• [Extrait de page]
----------------------------------------
Lors de l’ouverture du festival « Planche(s) Contact » de Deauville, Wipplay a rencontré son coup de coeur : Corinne Mercadier. Choisie pour la résidence, la photographe plasticienne en a profité pour poursuivre sa série « Le ciel commence ici », initiée en 2013. Elle y met en scène des danseurs et des objets, photographiés sur les toits de grands établissements du front de mer. Un univers extraordinaire qui nous a beaucoup intrigué et émerveillé.
Toutes les images présentées sont issues de la série « Le ciel commence ici » – 2015. Courtesy Galerie Les filles du calvaire ; © Festival de photographie Planche(s) contact, Deauville.
Sur les toits d’une piscine
Corinne Mercadier considère le sommet des bâtiments comme un espace idéal pour relier la ville, la mer et le ciel. Pour opérer le mélange, elle réalise ses images depuis les toits de Deauville : celui de la Piscine Olympique ou celui des Bains avec ses fameuses cabines de plage. La photographe joue avec l’architecture des hauteurs. Sur les cimes, les danseurs évoluent au milieu d’objets lancés dans les airs.
Au cours de notre interview, un visiteur interpelle la photographe. Une envie trop pressante de partager ses impressions face à ces images insolites. L’univers onirique et suspendu le ramène à De Chirico. Corinne acquiesce et rebondit sur ses véritables inspirations picturales. Elle évoquera Léon Spilliaert, un peintre symboliste belge. « Les lumières de Spilliaert sont toujours étranges. Son ciel est peuplé d’astres. Quand il fait un clair de lune, c’est assez incroyable quand même. Je m’inspire de ça. »
Laisser sa part au hasard
Corinne Mercadier a réalisé près de 2500 photos pour cette production. La mise en scène des objets lancés l’oblige à faire énormément de photos. « C’est un travail réalisé au moteur, en rafales. Je me sers du numérique pour ça, pour les nouvelles opportunités qu’il offre. Ce que je garde, ce sont les photographies dans lesquelles le hasard joue un rôle important. »
Sur l’image « À la lune », un grand cercle en carton peint vient se figer en plein milieu de l’image. Tous les acteurs de l’image sont sur le toit de la piscine de Deauville. L’objet de carton est lancé par le danseur alors que la danseuse agrippe un carton doré (la danseuse collabore avec Corinne Mercadier depuis 2006). Grâce à l’outil numérique, la photographe est parvenue à capturer l’instant magique. Celui qui offre à l’image sa symétrie parfaite.
----------------------------------------
• [Données en entrée]
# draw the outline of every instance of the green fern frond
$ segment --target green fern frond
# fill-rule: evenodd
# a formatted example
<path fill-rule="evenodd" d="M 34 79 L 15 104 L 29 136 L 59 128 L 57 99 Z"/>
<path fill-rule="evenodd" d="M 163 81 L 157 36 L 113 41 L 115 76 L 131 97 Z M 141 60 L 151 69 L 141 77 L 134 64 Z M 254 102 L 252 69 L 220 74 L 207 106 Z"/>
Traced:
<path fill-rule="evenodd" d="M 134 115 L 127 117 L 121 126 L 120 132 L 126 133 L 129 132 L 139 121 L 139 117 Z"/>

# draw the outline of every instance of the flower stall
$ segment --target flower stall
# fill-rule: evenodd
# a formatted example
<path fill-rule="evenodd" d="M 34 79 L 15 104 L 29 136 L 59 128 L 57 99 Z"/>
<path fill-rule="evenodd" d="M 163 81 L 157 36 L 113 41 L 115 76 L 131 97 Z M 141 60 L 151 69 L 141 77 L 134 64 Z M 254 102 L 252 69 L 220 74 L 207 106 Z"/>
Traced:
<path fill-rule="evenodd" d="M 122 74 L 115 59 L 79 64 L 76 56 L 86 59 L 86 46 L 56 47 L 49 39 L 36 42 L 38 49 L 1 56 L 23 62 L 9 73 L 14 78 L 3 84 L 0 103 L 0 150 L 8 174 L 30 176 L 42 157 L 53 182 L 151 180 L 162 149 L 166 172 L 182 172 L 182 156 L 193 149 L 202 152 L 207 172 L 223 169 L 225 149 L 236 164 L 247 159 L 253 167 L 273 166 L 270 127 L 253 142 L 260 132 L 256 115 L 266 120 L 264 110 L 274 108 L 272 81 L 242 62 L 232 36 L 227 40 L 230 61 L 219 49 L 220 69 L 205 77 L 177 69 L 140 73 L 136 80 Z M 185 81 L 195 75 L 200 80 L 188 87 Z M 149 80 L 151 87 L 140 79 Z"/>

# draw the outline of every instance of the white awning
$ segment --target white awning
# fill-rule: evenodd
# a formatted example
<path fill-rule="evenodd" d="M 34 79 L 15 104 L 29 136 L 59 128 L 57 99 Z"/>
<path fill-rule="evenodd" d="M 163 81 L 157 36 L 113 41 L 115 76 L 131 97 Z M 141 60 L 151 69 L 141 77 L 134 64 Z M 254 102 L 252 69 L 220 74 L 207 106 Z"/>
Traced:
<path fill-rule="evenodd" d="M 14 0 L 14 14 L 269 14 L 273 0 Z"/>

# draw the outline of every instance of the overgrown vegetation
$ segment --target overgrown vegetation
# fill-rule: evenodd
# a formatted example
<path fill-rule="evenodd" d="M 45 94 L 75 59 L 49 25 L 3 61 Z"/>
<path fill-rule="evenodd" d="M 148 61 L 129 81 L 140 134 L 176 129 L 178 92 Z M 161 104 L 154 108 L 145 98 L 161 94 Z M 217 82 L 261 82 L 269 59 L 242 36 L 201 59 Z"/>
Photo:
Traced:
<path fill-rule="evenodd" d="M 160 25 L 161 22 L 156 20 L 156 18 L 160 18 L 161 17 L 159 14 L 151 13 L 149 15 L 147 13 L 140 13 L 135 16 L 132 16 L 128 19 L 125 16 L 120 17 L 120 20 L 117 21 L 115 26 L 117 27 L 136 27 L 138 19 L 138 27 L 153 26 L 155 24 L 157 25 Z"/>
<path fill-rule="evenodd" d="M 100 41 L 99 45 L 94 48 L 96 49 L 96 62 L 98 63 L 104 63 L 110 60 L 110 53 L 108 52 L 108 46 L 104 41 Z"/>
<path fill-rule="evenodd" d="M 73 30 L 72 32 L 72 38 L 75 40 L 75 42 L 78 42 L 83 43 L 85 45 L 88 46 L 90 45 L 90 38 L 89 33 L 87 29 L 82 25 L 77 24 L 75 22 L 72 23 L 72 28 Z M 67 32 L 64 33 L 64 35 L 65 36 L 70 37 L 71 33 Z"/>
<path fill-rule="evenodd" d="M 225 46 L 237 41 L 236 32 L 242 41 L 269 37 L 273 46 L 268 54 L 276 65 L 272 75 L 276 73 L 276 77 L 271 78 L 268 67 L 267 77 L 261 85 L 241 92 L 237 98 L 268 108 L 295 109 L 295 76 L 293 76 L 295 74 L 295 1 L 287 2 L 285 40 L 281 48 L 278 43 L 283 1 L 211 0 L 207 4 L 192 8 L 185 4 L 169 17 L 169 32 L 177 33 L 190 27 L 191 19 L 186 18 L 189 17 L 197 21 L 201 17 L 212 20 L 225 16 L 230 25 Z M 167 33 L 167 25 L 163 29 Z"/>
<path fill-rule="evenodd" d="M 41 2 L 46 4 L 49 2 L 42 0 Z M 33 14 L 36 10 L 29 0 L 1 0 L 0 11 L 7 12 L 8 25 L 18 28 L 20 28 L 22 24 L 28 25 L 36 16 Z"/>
----------------------------------------
• [Exercices proposés]
[a] Répondez à chacune de ces questions en vous appuyant sur l'extrait.
(i) En quelle année la série « Le ciel commence ici » a-t-elle été initiée ?
(ii) Combien de photos Corinne Mercadier a-t-elle réalisées pour cette production ?
(iii) Depuis quelle année la danseuse collabore-t-elle avec Corinne Mercadier ?
[b] Extrayez toutes les lignes des entrées qui contiennent le mot « fern ».
L'extrait et les entrées n'ont aucun lien entre eux.

• [Résultats obtenus]
[a]
(i) En 2013.
(ii) Près de 2500.
(iii) Depuis 2006.

[b]
# draw the outline of every instance of the green fern frond
$ segment --target green fern frond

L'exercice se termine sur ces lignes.